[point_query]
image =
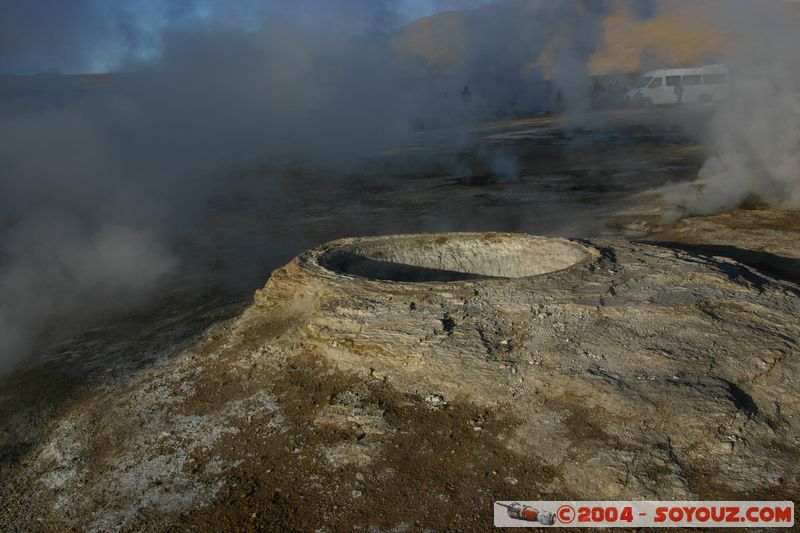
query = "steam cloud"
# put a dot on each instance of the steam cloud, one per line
(754, 138)
(97, 189)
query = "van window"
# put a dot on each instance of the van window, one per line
(714, 79)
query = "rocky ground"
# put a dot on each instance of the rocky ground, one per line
(405, 384)
(357, 394)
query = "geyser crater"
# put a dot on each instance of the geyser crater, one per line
(448, 257)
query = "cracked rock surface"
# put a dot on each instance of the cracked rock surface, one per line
(428, 375)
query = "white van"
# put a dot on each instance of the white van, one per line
(680, 86)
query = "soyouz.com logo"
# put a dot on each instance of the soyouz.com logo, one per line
(644, 514)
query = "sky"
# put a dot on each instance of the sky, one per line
(90, 36)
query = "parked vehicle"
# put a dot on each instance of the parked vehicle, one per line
(704, 84)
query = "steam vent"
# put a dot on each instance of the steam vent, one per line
(424, 376)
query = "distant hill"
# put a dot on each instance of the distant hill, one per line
(634, 38)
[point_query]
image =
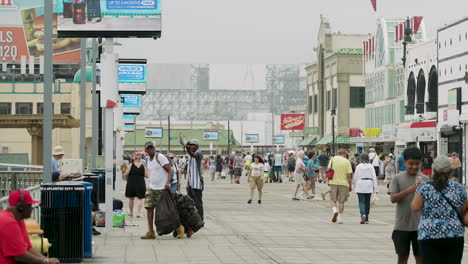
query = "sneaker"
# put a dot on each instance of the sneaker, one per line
(335, 214)
(363, 219)
(149, 235)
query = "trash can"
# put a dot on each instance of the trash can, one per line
(94, 179)
(88, 222)
(102, 184)
(62, 219)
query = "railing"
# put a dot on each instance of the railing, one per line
(36, 194)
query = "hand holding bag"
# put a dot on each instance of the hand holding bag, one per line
(330, 172)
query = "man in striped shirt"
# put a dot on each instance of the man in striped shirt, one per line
(194, 175)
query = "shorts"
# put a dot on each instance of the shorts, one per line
(278, 169)
(403, 241)
(323, 169)
(339, 193)
(256, 181)
(152, 197)
(237, 171)
(299, 178)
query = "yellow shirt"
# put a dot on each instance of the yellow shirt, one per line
(342, 168)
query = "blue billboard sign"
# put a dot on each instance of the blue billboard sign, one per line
(131, 100)
(132, 73)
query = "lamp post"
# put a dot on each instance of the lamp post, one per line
(333, 113)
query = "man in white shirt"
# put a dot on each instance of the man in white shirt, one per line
(159, 168)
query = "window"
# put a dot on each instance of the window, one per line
(357, 97)
(5, 108)
(65, 108)
(40, 108)
(315, 103)
(24, 108)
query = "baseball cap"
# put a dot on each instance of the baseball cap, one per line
(442, 164)
(193, 142)
(15, 197)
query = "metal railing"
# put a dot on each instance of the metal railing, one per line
(36, 194)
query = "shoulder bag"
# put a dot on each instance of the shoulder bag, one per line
(330, 172)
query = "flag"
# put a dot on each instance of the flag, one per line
(374, 5)
(416, 23)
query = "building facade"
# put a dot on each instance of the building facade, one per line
(335, 88)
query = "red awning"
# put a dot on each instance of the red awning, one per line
(424, 124)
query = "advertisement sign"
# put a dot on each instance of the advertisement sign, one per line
(278, 140)
(252, 138)
(109, 18)
(154, 132)
(132, 77)
(211, 135)
(131, 103)
(292, 121)
(22, 33)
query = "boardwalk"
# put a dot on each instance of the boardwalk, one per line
(277, 231)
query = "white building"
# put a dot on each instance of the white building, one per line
(452, 93)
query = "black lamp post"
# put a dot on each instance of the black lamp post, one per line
(333, 113)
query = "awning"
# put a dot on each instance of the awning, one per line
(328, 140)
(308, 142)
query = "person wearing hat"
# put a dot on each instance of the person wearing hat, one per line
(15, 246)
(57, 155)
(194, 174)
(160, 172)
(443, 203)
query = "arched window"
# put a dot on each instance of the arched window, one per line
(421, 92)
(433, 88)
(410, 93)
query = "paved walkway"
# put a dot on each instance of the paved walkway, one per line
(277, 231)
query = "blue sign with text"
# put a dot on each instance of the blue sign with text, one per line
(132, 73)
(131, 100)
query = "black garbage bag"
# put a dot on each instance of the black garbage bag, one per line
(188, 212)
(167, 216)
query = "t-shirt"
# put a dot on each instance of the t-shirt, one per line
(310, 167)
(323, 160)
(278, 160)
(257, 169)
(238, 162)
(14, 238)
(401, 163)
(405, 218)
(299, 164)
(342, 168)
(158, 175)
(439, 220)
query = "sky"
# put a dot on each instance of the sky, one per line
(271, 31)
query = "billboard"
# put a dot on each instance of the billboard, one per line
(292, 121)
(22, 33)
(109, 18)
(278, 140)
(210, 135)
(154, 132)
(252, 138)
(131, 103)
(132, 76)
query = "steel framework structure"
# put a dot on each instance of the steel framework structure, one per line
(200, 103)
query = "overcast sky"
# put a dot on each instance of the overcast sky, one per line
(271, 31)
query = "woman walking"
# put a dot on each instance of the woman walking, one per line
(443, 203)
(256, 179)
(365, 183)
(136, 186)
(212, 163)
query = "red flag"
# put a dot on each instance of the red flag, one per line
(416, 23)
(374, 5)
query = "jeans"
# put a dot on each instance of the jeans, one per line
(197, 196)
(364, 204)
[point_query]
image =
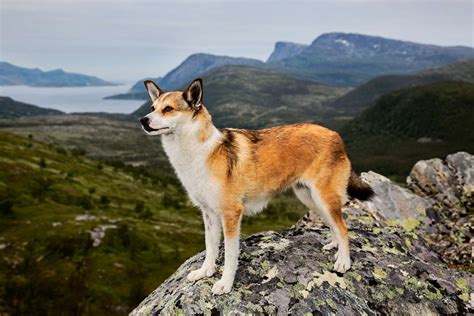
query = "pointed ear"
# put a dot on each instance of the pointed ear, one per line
(153, 90)
(193, 94)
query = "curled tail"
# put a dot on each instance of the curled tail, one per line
(359, 189)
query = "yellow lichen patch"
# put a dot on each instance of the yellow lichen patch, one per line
(408, 224)
(378, 273)
(271, 274)
(332, 278)
(368, 248)
(282, 244)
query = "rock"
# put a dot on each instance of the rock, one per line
(392, 202)
(288, 272)
(449, 182)
(401, 244)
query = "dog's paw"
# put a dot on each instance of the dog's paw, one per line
(343, 262)
(201, 273)
(331, 245)
(221, 287)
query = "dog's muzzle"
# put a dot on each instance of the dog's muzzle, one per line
(145, 121)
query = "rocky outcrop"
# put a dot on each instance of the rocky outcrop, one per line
(396, 267)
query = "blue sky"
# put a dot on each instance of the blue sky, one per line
(126, 40)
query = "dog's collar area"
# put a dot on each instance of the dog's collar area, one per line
(150, 129)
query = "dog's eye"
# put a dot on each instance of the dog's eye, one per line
(167, 109)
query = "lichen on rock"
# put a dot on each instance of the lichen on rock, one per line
(396, 268)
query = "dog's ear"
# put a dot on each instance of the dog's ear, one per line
(193, 94)
(153, 90)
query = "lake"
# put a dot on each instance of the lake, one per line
(75, 99)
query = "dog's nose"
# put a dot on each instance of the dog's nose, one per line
(144, 120)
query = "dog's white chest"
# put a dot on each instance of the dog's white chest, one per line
(190, 165)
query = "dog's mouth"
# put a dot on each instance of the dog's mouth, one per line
(151, 129)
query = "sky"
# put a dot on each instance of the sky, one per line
(127, 40)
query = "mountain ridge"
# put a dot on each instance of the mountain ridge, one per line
(11, 74)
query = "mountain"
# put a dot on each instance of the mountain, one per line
(410, 246)
(363, 96)
(284, 50)
(191, 68)
(352, 59)
(138, 86)
(15, 75)
(10, 108)
(86, 237)
(252, 97)
(411, 124)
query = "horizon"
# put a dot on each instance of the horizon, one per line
(128, 44)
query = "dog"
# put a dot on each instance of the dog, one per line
(231, 172)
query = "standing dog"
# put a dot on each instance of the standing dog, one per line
(231, 172)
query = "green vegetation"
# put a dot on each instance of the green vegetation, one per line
(365, 95)
(85, 237)
(252, 97)
(412, 124)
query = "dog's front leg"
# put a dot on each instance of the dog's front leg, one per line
(231, 221)
(212, 226)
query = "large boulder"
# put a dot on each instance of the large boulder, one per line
(398, 265)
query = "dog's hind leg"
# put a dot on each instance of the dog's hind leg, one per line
(212, 225)
(303, 193)
(329, 205)
(231, 218)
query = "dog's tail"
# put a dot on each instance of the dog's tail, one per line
(359, 189)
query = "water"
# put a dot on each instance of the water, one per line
(76, 99)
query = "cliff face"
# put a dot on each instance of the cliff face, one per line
(411, 251)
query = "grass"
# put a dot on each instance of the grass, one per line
(50, 202)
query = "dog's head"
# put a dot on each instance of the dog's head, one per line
(171, 111)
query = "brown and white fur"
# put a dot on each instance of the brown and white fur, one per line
(231, 172)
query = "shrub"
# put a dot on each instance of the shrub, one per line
(104, 200)
(42, 163)
(6, 208)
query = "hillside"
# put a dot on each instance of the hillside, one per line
(352, 59)
(362, 97)
(285, 50)
(84, 237)
(103, 137)
(192, 67)
(411, 124)
(15, 75)
(250, 97)
(410, 247)
(10, 108)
-------------------------
* **The problem**: Report each line of the records above that contains the word "structure", copying every such line in full.

* **Task result**:
query = "steel framework structure"
# put a dot on each instance of the steel framework structure, one per line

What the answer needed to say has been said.